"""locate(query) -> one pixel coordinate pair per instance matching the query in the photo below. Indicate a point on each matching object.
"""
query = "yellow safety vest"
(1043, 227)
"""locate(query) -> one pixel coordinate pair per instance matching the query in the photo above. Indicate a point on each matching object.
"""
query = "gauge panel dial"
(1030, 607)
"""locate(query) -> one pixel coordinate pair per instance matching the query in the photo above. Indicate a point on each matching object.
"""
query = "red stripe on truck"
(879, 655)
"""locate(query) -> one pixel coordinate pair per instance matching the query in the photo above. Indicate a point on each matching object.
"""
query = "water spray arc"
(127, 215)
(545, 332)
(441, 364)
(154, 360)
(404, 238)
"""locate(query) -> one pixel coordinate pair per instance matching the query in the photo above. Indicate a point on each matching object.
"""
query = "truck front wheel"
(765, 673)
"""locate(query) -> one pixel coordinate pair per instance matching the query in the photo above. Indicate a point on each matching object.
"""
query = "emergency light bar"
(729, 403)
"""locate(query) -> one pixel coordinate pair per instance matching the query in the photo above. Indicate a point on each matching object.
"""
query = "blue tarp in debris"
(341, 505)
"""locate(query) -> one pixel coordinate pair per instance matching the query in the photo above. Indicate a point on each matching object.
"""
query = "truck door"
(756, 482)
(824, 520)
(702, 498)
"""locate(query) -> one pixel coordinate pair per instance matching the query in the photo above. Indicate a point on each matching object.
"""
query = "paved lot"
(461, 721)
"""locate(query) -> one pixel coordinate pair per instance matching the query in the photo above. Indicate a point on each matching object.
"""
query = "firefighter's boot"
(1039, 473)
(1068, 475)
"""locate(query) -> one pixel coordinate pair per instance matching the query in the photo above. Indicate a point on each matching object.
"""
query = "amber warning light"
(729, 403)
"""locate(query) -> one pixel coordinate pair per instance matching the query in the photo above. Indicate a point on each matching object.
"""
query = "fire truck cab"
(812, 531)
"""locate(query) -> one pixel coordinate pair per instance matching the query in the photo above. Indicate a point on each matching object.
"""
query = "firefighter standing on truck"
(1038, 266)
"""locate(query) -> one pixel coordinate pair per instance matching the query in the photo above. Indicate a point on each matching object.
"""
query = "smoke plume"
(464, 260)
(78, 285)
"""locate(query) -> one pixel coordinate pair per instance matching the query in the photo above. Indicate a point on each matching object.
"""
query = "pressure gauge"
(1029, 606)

# # # #

AIM OF THE EXERCISE: Carry over the data above, starting with its first line and going on through the line with "(1068, 475)", reproducing every line in full but adding 12 to each number in the pixel coordinates.

SOLUTION BELOW:
"""locate(query) -> one pixel coordinate pair per instance matching the query in the photo below. Indicate a point on each matching object.
"""
query = "yellow safety vest"
(1055, 239)
"""locate(query) -> one pixel coordinate pair per instance matching the query in the photo above. Indicate a point on each matching object.
"""
query = "gauge panel dial"
(1042, 619)
"""locate(query) -> one pixel coordinate pair per instance matching the query in the photo above. Indicate a point on each matching object.
"""
query = "red stripe on truck"
(891, 667)
"""locate(query) -> one pixel coordinate pair per instance matching the query in the photo above. Indicate a point on each matching object.
"""
query = "water spray arc"
(139, 227)
(557, 344)
(453, 376)
(166, 372)
(416, 250)
"""locate(query) -> one pixel coordinate pair per instance matching the query in the photo above. Indicate a point on each matching object.
"""
query = "truck front wheel"
(777, 685)
"""locate(query) -> one pixel coordinate pair per instance matching the query in the photo above. Indicate a point on each matching object.
"""
query = "emergency light bar"
(741, 415)
"""locate(query) -> one pixel coordinate pair per instance matching the query in the photo above. Indicate a point on each matching object.
"""
query = "blue tarp in debris"
(353, 517)
"""locate(query) -> one pixel coordinate pair per instance matching the query in the photo above. Indicate a point on each matching object.
"""
query = "truck door"
(768, 494)
(836, 532)
(714, 510)
"""locate(query) -> one pixel coordinate pair per instance matching the query in the photo above. Indicate a point on each matching object.
"""
query = "paved lot"
(473, 733)
"""locate(query) -> one pixel coordinate pair per instance matching the query in the photo above. Indicate a point on each matching object.
"""
query = "firefighter's boot"
(1051, 485)
(1080, 487)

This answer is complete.